--- START OF Records to process ---

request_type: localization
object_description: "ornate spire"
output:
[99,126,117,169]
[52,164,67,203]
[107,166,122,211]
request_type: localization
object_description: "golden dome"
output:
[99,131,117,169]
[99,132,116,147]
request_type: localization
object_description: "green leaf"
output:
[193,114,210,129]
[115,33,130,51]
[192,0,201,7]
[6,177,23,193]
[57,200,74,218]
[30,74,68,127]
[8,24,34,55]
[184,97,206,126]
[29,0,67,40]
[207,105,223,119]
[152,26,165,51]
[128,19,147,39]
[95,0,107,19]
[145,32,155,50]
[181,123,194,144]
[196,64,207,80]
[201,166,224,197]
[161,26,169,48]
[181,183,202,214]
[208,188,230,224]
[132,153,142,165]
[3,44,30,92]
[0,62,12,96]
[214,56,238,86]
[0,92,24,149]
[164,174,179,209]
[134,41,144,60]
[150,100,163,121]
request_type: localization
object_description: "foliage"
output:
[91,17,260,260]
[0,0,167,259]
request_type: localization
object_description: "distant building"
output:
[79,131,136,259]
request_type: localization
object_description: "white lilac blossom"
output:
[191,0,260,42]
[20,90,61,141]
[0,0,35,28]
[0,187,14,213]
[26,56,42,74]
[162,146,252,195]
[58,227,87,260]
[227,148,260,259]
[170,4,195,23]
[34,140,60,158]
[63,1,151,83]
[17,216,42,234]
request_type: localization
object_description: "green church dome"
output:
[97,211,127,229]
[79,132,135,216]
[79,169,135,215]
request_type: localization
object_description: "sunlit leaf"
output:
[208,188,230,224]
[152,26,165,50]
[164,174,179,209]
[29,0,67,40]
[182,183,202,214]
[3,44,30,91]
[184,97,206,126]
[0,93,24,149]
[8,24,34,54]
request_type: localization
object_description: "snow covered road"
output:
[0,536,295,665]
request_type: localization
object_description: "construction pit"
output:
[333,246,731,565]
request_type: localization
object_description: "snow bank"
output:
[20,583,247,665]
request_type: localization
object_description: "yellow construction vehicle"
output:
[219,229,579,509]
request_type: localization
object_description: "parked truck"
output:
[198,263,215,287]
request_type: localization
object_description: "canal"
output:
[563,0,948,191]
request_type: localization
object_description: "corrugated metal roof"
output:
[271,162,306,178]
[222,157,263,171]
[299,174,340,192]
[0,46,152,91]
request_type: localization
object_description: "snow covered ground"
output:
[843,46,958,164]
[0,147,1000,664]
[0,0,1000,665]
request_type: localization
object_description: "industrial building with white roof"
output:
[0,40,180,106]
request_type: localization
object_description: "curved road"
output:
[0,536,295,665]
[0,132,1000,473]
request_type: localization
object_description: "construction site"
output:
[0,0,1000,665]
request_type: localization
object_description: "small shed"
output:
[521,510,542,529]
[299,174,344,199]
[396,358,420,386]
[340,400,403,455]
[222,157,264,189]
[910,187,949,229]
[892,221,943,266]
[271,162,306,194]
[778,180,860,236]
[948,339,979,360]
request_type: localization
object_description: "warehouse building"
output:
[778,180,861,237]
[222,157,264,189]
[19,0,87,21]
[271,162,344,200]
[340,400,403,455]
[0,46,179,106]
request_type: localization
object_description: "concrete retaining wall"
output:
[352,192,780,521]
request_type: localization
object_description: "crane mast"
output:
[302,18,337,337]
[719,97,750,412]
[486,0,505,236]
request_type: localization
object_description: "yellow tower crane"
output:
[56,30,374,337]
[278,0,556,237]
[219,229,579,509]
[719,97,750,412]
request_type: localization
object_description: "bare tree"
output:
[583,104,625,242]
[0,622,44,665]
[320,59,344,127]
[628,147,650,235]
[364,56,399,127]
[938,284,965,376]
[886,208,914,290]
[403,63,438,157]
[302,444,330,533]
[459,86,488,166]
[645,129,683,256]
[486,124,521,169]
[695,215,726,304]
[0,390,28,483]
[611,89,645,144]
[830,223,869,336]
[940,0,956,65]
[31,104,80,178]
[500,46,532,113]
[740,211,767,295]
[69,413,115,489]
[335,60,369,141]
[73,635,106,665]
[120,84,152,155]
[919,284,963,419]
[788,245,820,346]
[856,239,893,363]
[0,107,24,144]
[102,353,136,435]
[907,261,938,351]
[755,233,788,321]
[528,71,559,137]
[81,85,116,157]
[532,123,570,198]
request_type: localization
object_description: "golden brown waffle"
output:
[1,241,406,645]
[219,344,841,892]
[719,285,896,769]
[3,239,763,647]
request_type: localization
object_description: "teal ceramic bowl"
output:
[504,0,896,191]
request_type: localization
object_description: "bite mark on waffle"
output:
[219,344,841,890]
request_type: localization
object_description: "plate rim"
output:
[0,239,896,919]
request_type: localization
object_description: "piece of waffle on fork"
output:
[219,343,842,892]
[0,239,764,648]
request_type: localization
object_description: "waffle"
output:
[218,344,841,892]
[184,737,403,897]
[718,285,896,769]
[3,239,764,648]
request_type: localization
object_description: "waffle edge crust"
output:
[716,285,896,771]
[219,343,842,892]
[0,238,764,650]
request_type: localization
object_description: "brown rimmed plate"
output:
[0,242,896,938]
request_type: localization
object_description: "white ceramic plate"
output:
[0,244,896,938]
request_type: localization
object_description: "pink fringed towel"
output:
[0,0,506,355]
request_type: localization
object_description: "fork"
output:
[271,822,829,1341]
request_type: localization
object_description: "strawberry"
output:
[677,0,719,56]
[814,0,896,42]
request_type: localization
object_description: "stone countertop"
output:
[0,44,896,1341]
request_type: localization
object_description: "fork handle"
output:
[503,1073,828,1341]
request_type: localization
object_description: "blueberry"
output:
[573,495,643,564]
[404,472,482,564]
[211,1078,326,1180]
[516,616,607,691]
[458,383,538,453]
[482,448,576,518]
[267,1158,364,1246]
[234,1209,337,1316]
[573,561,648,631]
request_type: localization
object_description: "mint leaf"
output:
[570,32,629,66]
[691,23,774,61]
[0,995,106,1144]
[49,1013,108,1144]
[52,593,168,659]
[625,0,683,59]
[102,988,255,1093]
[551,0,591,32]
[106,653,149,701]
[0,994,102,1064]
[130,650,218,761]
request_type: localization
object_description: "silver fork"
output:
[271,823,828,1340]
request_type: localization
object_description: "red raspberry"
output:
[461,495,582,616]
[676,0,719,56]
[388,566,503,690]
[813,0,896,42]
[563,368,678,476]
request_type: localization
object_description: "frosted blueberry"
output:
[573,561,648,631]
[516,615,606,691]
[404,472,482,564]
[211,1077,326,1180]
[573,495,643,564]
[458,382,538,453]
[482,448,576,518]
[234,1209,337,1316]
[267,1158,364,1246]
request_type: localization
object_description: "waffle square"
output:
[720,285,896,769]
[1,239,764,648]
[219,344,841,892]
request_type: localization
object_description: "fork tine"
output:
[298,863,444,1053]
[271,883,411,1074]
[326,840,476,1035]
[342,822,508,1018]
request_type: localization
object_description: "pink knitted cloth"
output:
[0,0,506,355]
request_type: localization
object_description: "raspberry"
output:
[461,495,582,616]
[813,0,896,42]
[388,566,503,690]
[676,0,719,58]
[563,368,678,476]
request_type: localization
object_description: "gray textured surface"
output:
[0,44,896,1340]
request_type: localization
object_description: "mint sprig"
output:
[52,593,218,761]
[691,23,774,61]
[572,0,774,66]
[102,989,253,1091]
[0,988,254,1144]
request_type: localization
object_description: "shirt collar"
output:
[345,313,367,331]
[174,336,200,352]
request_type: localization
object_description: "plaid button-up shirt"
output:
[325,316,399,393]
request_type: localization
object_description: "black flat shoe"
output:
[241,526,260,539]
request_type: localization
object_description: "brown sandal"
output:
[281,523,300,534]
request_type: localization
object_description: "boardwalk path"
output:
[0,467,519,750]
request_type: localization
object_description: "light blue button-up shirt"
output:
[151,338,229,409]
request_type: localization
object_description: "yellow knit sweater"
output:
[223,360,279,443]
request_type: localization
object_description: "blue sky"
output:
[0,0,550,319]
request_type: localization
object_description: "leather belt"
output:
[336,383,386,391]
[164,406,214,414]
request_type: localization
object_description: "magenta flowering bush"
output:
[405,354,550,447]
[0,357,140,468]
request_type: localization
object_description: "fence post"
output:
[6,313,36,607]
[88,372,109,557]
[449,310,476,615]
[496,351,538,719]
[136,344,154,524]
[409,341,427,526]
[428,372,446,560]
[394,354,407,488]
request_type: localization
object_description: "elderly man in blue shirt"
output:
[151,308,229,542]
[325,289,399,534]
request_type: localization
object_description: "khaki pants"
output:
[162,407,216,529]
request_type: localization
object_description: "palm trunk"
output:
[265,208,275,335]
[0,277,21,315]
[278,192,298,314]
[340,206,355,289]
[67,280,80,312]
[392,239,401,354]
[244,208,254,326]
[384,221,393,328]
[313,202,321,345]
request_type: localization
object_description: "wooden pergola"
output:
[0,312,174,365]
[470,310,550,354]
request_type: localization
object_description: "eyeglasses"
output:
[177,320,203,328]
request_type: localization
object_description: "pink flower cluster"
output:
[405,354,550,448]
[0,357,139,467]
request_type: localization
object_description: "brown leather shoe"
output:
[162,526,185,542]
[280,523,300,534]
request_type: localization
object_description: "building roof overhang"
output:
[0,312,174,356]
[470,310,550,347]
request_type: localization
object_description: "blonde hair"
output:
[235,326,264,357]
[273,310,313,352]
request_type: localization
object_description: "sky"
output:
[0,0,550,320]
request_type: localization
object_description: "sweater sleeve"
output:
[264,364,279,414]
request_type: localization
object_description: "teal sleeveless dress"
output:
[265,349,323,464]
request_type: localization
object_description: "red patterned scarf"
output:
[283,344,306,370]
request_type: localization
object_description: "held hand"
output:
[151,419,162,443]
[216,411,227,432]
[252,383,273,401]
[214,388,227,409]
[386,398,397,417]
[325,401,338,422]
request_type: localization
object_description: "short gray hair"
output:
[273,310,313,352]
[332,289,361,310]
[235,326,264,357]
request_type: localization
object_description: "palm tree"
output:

--- END OF Records to process ---

- **Requirements**:
Copy out the items line for line, beginning with the first line and ending with the line containing "[79,169,135,215]". Include both of those lines.

- **Final result**:
request_type: localization
object_description: "ornate spire"
output:
[99,126,117,169]
[52,164,67,203]
[107,166,122,211]
request_type: localization
object_description: "golden dome"
output:
[99,131,117,169]
[99,132,116,147]
request_type: localization
object_description: "green leaf"
output:
[193,114,210,129]
[115,33,130,51]
[192,0,201,7]
[6,177,23,193]
[57,200,74,218]
[30,74,68,127]
[8,24,34,55]
[184,97,206,126]
[29,0,67,40]
[207,105,223,119]
[152,26,165,51]
[128,19,147,39]
[95,0,107,19]
[145,32,155,50]
[181,123,194,144]
[196,64,207,80]
[201,166,224,197]
[161,26,169,48]
[181,183,202,214]
[208,188,230,224]
[132,153,142,165]
[3,44,30,92]
[0,62,12,96]
[214,56,238,86]
[0,92,24,149]
[164,174,179,209]
[134,41,144,60]
[150,100,163,121]
request_type: localization
object_description: "foliage"
output:
[91,17,260,260]
[0,0,167,259]
request_type: localization
object_description: "distant building"
output:
[79,131,136,259]
request_type: localization
object_description: "white lilac blossom"
output:
[191,0,260,42]
[20,90,61,141]
[0,0,35,28]
[0,187,14,213]
[26,56,42,74]
[162,146,252,195]
[58,227,87,260]
[227,148,260,259]
[170,4,195,23]
[34,140,60,158]
[63,1,151,83]
[17,216,42,234]
request_type: localization
object_description: "green church dome"
output:
[97,211,127,229]
[79,132,135,216]
[79,169,135,215]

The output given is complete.